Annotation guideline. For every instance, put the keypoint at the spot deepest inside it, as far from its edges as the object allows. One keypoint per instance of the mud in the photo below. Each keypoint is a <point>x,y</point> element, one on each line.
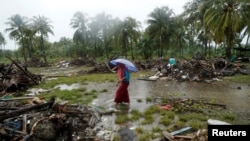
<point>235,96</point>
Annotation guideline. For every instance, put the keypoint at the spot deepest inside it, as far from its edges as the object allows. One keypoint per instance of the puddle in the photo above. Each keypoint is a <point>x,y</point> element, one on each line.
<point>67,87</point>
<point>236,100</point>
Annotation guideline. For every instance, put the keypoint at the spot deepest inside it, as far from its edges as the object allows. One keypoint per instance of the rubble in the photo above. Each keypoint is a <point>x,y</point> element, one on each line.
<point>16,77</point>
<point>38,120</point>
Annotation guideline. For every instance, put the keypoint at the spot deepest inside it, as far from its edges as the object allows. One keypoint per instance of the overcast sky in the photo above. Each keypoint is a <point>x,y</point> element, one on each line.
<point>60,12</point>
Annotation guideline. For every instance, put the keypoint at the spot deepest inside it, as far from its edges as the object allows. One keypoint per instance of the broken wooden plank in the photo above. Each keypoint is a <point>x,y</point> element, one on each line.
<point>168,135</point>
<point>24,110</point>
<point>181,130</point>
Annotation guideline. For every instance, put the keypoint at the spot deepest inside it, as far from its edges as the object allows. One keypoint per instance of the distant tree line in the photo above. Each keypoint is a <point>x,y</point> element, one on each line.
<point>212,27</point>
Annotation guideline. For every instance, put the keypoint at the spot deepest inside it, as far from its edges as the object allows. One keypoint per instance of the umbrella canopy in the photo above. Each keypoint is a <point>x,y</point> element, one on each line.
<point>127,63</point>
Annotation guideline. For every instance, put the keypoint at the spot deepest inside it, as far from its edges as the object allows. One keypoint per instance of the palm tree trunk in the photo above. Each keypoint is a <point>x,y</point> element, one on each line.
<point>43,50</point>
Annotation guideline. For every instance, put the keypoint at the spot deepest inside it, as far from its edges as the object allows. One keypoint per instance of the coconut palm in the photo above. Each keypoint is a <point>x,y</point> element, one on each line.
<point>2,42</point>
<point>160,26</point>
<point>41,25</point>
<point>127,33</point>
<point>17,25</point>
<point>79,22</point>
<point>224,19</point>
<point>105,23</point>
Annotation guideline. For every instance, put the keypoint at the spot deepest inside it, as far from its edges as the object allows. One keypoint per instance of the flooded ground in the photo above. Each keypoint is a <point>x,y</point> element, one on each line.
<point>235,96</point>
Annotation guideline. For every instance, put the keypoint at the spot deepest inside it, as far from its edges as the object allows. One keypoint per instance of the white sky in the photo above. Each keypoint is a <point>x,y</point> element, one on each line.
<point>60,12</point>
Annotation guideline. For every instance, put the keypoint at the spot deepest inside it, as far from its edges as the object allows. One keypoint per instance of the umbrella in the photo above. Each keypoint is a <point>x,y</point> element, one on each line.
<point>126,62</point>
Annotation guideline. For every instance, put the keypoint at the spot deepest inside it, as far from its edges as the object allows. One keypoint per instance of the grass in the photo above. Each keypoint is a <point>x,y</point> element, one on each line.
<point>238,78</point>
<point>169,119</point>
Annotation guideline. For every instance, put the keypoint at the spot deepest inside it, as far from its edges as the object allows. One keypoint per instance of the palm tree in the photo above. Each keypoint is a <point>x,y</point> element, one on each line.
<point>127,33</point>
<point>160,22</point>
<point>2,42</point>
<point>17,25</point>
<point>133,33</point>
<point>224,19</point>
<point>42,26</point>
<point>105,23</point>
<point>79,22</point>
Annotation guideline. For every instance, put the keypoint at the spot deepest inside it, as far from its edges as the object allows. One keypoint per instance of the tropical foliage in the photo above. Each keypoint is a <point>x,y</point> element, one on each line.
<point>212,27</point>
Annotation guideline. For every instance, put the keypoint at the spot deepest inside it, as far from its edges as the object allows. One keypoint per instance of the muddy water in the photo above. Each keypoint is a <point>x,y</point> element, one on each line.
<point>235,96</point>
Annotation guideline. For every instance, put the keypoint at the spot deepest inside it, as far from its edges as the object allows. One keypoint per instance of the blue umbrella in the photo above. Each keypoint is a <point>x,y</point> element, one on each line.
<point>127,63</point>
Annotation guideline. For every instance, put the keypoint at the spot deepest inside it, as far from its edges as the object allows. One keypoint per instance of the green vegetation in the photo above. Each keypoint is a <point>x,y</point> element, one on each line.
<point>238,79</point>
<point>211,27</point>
+++
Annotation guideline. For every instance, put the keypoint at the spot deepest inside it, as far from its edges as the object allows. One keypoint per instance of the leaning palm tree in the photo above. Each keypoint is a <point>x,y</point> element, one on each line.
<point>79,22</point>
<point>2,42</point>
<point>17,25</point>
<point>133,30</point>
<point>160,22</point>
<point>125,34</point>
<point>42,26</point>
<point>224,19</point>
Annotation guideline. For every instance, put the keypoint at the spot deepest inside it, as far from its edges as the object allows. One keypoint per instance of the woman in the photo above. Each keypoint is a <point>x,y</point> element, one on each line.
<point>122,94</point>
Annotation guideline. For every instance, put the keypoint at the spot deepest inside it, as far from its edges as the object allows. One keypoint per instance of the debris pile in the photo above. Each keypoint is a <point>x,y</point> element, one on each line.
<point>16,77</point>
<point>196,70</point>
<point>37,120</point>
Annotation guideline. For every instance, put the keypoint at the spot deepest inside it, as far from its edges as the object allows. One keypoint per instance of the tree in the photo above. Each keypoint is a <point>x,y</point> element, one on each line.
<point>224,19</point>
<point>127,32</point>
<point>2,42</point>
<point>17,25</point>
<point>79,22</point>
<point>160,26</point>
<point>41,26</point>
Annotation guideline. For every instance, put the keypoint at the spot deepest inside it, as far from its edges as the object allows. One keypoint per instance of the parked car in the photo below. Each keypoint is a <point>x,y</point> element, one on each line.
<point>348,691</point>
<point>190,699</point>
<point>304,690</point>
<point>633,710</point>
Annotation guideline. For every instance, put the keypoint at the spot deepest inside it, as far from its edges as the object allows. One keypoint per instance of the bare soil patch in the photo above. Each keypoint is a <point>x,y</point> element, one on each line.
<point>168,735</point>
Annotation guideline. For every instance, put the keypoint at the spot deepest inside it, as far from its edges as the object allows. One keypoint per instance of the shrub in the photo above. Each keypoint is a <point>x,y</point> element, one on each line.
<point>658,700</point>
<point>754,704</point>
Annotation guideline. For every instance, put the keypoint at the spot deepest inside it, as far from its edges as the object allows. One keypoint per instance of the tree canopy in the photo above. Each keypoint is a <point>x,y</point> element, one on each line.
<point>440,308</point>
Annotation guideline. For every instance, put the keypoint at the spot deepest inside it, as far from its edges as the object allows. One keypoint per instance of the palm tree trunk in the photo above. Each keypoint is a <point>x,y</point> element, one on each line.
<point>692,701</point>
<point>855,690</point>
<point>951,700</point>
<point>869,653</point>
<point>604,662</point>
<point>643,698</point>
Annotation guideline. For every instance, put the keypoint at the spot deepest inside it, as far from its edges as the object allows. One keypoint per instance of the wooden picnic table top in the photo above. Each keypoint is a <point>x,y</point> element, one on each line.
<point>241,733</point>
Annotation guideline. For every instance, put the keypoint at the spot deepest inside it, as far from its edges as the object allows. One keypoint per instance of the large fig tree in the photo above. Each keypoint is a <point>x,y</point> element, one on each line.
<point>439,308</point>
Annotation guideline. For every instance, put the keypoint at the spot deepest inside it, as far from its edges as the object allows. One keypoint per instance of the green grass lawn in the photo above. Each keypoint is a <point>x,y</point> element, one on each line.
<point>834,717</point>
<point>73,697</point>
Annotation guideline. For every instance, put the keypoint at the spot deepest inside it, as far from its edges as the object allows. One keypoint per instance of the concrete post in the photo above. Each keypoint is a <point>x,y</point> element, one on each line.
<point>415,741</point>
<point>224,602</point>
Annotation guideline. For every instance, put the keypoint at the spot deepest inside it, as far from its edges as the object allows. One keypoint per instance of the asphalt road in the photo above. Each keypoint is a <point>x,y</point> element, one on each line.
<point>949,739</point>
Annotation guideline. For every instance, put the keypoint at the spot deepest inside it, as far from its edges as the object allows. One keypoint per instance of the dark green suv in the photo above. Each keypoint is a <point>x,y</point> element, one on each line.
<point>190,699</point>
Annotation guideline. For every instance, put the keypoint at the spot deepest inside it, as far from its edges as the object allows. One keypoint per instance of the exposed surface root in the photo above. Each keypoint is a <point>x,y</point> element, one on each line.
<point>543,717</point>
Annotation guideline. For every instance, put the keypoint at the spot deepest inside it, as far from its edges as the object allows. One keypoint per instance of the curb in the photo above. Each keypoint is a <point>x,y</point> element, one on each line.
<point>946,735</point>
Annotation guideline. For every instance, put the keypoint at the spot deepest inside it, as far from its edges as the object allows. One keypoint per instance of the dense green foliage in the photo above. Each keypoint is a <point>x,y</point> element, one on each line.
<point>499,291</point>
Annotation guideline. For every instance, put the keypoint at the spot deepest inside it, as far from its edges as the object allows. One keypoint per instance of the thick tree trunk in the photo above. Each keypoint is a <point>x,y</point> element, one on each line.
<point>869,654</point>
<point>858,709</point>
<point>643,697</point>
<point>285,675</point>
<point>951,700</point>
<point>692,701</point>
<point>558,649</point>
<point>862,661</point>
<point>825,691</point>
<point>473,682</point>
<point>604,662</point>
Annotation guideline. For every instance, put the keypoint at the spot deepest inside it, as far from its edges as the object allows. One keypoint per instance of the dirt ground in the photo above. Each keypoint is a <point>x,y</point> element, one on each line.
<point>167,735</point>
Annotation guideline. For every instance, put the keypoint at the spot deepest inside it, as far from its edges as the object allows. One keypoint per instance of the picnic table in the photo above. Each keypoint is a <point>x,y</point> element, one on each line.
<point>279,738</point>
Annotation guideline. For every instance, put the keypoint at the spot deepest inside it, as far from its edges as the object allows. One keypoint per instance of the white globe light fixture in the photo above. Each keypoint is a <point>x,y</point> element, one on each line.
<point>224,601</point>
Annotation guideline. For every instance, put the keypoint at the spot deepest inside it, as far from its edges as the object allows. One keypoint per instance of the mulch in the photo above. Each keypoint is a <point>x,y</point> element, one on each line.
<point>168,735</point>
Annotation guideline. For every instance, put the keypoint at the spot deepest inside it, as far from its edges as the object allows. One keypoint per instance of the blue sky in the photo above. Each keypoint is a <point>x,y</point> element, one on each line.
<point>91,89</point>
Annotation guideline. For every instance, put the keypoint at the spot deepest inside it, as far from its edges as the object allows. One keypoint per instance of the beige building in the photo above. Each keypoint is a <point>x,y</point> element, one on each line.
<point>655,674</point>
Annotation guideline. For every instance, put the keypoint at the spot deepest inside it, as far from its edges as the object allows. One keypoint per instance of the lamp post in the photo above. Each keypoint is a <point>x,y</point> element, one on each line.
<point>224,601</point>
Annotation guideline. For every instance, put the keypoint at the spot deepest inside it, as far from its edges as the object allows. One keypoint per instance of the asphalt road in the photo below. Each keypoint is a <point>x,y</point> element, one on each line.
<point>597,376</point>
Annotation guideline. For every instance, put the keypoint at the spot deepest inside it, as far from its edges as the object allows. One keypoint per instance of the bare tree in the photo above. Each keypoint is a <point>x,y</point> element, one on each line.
+++
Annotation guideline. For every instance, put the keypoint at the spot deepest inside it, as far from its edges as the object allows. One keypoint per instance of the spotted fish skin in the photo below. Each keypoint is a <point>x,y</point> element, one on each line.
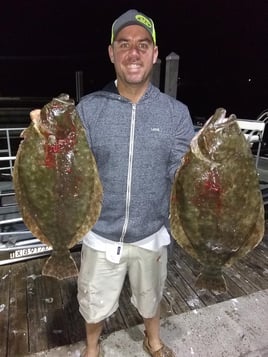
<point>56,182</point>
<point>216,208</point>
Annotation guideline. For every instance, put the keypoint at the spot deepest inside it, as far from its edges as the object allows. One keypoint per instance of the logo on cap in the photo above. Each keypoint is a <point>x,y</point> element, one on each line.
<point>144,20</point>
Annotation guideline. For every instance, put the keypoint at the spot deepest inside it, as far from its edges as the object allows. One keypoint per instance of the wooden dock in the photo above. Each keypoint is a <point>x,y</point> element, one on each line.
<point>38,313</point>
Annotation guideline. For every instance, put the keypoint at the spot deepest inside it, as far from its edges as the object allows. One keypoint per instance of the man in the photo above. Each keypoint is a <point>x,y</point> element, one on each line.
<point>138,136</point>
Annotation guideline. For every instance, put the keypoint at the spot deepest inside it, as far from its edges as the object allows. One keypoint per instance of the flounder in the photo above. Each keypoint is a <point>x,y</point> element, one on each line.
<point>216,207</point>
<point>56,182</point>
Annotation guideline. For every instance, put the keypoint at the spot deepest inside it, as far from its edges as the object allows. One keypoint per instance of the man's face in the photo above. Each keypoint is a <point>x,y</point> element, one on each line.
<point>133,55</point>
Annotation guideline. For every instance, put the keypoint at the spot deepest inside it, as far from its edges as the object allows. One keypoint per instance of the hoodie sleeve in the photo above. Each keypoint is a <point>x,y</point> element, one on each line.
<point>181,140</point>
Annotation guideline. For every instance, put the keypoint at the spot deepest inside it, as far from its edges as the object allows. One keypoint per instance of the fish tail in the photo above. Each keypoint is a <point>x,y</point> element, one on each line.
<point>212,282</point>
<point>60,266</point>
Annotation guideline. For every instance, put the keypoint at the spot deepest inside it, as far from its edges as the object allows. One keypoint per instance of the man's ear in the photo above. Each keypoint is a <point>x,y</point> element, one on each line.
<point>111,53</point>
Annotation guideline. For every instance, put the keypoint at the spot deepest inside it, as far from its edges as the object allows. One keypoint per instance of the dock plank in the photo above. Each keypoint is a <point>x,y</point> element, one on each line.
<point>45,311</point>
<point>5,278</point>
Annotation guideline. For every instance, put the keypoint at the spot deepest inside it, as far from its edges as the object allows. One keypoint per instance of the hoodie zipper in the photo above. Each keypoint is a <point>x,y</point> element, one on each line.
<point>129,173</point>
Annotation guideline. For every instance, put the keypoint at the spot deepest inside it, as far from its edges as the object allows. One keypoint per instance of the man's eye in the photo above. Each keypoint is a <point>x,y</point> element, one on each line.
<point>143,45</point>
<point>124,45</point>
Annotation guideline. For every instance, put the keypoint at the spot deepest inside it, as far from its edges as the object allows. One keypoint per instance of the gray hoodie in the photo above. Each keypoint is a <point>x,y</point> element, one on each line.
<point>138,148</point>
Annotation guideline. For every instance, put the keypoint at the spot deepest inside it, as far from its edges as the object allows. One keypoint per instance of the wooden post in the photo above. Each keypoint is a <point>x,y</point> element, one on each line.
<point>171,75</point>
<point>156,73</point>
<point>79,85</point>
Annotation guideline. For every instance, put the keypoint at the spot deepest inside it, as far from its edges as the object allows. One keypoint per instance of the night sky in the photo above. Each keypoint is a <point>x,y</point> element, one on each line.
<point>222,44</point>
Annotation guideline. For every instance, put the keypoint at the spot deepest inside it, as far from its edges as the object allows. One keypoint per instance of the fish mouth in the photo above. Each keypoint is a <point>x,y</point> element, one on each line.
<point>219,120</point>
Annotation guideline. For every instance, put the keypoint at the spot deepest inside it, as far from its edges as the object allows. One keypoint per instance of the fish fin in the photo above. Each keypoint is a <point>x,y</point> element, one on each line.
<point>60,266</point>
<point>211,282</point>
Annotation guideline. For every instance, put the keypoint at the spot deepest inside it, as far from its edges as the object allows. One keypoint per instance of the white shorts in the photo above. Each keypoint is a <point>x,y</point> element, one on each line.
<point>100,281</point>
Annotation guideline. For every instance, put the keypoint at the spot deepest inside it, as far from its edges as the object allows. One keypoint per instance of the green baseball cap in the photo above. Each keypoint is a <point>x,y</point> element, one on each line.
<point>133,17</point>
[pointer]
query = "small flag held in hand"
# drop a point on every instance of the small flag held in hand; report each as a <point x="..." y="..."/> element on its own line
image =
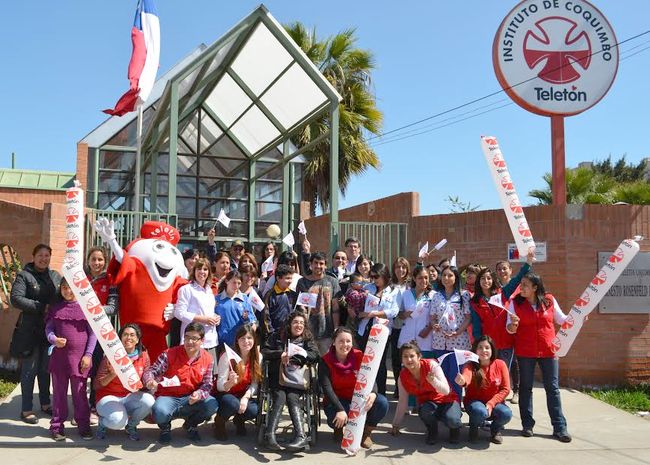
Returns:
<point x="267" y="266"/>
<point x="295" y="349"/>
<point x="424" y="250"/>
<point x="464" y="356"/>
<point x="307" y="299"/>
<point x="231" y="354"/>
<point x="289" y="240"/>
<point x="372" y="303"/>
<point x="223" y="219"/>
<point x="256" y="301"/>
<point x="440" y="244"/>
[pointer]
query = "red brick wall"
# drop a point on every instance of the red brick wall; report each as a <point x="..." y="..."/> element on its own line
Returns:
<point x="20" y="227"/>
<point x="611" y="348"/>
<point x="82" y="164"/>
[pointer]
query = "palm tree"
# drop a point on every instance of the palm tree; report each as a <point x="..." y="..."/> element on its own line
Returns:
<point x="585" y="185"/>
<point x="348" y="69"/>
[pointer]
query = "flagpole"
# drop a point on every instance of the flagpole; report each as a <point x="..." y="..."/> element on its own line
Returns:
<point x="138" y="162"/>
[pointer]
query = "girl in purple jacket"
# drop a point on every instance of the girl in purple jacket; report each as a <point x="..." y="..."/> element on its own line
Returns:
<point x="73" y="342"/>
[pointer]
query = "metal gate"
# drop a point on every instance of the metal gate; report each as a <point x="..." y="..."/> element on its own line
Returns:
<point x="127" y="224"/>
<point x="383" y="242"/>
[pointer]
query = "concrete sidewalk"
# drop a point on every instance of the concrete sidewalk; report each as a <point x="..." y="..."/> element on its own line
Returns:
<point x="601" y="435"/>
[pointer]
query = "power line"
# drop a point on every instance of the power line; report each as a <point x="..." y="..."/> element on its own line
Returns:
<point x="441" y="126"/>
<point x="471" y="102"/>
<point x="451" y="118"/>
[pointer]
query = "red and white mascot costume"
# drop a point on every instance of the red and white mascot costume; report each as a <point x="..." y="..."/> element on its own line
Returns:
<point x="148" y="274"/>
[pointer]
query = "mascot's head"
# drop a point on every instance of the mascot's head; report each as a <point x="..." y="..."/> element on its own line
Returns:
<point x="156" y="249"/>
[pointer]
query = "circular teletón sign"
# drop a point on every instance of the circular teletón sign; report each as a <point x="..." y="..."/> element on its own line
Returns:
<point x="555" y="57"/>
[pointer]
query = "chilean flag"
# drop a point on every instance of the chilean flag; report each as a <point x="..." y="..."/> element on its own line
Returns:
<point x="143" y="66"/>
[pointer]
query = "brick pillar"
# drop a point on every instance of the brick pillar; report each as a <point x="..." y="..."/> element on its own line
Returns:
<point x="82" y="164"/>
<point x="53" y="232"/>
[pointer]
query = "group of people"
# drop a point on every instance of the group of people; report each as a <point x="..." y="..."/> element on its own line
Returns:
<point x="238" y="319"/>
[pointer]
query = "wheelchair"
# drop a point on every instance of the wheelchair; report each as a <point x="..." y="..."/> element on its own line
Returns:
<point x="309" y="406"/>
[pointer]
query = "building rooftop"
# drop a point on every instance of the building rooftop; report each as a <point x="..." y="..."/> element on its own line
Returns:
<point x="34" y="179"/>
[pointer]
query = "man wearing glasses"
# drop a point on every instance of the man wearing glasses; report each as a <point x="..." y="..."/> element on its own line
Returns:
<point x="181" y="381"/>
+++
◆ Work to complete
Copy out each line carrying the string "held" from the data.

◆ Result
query = "small flag held in hand"
# drop a point on every instance of the small flag held in hand; report each as a <point x="..." y="..."/> element on its own line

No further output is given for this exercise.